--- TEXT FOR ANALYSIS ---
Thursday, 29 June 2017
Transformers: The Last Knight
Michael Bay's problems are rooted in cohesion, specifically he struggles to arrive at a consistent tone or emotional wavelength. With Transformers: The Last Knight the director appears to have manufactured a solution - endless, breathless propulsion. Tossed off concepts and writer's room notes boil in a cauldron of pure, kinetic imagery. Bay is keyed into a ratcheting, agitated movement that extends to every facet of the filmmaking experience, even a constantly changing aspect ratio. The film never sits still, there's none of Christopher Nolan's stately approach to IMAX inserts, Bay's film is rabid, hurtling back and forth between the towering, vertical photography of super projection and letterbox vistas that read left-to-right.
--- RECORDED DATA ---
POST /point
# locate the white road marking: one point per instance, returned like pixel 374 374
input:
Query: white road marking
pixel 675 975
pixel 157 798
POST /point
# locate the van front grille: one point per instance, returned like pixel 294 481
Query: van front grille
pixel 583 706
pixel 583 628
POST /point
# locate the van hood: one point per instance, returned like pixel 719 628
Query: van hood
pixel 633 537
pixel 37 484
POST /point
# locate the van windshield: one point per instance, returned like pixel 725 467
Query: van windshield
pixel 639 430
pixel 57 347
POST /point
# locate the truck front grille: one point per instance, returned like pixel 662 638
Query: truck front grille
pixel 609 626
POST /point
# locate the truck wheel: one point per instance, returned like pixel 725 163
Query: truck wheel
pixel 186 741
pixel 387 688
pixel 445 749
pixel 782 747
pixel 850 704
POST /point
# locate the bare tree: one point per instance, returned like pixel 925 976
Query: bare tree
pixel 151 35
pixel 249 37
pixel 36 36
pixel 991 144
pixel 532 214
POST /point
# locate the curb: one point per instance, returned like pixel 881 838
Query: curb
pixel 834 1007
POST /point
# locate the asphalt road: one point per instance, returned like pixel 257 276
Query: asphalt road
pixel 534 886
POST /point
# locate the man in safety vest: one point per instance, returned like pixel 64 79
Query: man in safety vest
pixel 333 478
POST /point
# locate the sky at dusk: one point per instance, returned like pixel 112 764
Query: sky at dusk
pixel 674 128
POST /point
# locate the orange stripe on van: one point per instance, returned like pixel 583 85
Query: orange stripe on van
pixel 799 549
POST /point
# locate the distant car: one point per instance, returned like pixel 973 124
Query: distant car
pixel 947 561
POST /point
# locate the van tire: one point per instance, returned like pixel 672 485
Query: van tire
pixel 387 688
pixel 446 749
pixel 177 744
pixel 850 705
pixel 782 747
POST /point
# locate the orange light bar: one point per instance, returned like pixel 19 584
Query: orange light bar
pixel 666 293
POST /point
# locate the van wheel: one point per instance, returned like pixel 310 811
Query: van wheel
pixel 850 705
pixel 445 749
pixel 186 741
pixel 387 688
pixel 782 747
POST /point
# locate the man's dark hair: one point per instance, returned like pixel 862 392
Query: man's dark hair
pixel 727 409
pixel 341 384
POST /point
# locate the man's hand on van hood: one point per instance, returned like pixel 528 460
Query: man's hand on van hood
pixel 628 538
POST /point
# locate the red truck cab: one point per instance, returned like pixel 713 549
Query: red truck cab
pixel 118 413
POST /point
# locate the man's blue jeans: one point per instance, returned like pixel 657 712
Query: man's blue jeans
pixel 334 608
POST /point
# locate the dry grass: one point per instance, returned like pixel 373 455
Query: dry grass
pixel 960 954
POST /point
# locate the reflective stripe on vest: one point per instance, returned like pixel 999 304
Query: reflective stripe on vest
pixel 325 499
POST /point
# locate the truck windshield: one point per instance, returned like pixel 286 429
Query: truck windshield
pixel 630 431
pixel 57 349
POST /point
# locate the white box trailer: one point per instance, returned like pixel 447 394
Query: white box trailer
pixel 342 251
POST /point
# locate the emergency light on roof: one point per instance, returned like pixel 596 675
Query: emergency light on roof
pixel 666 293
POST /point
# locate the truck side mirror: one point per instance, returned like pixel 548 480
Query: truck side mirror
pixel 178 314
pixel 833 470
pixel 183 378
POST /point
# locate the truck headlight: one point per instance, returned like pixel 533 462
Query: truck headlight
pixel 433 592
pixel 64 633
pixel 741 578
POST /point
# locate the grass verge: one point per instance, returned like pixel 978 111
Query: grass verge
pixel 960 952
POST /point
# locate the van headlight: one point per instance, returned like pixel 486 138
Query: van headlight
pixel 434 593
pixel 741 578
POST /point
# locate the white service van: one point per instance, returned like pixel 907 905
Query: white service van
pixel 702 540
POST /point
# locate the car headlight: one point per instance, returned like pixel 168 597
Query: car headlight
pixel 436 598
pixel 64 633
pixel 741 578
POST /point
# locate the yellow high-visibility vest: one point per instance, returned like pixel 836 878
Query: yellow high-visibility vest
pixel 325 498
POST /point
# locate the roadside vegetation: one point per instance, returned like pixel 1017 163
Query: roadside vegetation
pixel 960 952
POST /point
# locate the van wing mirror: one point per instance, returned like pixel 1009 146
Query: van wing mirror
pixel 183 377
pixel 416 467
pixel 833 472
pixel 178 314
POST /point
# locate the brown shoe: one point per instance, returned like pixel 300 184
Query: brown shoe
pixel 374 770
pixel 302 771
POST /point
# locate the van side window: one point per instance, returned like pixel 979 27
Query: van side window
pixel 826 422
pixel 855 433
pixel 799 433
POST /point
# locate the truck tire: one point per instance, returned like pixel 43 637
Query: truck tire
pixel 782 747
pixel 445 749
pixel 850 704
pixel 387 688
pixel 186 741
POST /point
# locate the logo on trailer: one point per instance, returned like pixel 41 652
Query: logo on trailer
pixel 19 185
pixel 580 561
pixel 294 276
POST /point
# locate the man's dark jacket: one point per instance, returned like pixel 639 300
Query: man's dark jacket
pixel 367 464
---
- **ACTIVITY A**:
Answer these questions about the review of Transformers: The Last Knight, one per line:
(i) On what date was the review posted?
(ii) What does the review say Michael Bay struggles to arrive at?
(iii) Which technical element of the film does the review say is constantly changing?
- **ACTIVITY B**: Carry on the review of Transformers: The Last Knight, starting right after its last sentence.
The lines after the film review are separate material with no connection to it.

- **TASK ANSWER A**:
(i) Thursday, 29 June 2017
(ii) A consistent tone or emotional wavelength
(iii) The aspect ratio

- **TASK ANSWER B**:
Viewers are warned early and often that The Last Knight has been assembled to express a specific vision. It is not an easily digestible Summer product. Even for a Michael Bay film Last Knight is aggressive and inflexible, chewing up hundreds of millions of dollars so the director can scratch his various itches. Like Batman v Superman: Dawn of Justice and King Arthur: Legend of the Sword before it, The Last Knight holds up John Boorman's Excalibur as a primal filmmaking text. Ever the obsessive, Bay zeroes in on the details, littering the battlefield with the swords that assailed Gabriel Byrne's Uther Pendragon and replicating Terry English's chromed plate armour on a massive, techno-organic scale.
Although The Last Knight lacks Excalibur's mythic sweep, God-King Optimus Prime notwithstanding, Bay's film does attempt to replicate the elliptical storytelling of Boorman, a model in which image and feeling trump structure and order. Boorman's compression came from a desire to fit a storied King's entire lifetime into 140 minutes of film. Bay's truncation is different, more about removing any peak on the film's carefully calibrated emotional chart that isn't total, screaming noise.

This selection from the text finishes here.